▸ WHAT IS NEEDED: Your answer needs to include each line of the records in which the string "query" can be found.

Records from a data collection
----

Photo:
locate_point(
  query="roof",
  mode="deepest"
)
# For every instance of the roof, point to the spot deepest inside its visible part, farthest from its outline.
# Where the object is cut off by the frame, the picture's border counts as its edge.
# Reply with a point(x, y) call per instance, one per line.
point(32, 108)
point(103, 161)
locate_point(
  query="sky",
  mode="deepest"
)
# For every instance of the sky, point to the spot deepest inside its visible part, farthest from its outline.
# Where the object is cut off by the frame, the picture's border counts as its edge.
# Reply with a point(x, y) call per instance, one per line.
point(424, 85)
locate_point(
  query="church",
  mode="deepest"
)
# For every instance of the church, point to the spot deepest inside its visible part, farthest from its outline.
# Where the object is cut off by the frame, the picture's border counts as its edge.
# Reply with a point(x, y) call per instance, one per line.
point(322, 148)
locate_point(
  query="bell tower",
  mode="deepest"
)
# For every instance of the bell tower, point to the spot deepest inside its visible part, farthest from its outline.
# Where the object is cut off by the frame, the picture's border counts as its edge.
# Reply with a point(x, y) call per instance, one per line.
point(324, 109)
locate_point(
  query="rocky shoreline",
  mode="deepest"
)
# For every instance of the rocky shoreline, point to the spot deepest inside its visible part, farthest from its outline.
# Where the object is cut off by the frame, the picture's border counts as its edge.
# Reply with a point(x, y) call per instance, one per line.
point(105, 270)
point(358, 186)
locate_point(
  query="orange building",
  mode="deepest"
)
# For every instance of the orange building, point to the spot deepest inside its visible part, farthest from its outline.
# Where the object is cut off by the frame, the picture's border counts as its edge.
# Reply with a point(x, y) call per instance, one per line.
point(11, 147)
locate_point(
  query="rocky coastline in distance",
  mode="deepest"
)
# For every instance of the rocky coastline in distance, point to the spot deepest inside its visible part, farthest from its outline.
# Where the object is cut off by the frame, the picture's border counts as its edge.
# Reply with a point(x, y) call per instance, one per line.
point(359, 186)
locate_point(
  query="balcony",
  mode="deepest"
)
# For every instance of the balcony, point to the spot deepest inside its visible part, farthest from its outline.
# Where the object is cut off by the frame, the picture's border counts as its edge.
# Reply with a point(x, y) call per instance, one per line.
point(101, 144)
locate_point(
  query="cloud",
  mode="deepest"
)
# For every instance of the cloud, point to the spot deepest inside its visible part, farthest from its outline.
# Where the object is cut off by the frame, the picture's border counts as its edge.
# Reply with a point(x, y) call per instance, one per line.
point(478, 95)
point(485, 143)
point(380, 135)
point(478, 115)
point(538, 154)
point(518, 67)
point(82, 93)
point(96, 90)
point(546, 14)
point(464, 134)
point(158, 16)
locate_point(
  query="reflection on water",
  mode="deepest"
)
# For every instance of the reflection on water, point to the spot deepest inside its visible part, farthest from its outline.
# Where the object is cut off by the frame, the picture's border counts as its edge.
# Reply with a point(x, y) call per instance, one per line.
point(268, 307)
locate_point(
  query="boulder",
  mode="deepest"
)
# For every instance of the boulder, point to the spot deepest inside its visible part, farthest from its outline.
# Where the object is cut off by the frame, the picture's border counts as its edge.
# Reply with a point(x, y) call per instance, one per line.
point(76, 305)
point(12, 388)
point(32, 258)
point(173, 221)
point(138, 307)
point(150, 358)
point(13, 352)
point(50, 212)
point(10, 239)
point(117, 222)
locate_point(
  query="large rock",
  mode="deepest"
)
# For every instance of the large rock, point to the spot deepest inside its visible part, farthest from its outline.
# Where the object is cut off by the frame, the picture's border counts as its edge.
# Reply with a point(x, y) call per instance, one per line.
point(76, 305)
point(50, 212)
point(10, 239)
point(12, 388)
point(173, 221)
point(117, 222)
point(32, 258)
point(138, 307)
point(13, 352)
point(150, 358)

----

▸ SOLUTION FOR THIS PROBLEM:
  query="roof",
  query="sky",
  query="church",
  query="bell tower",
  query="rocky shoreline",
  query="orange building",
  query="rocky coastline in distance",
  query="balcony",
  query="cloud",
  query="reflection on water",
  query="boulder",
  query="large rock",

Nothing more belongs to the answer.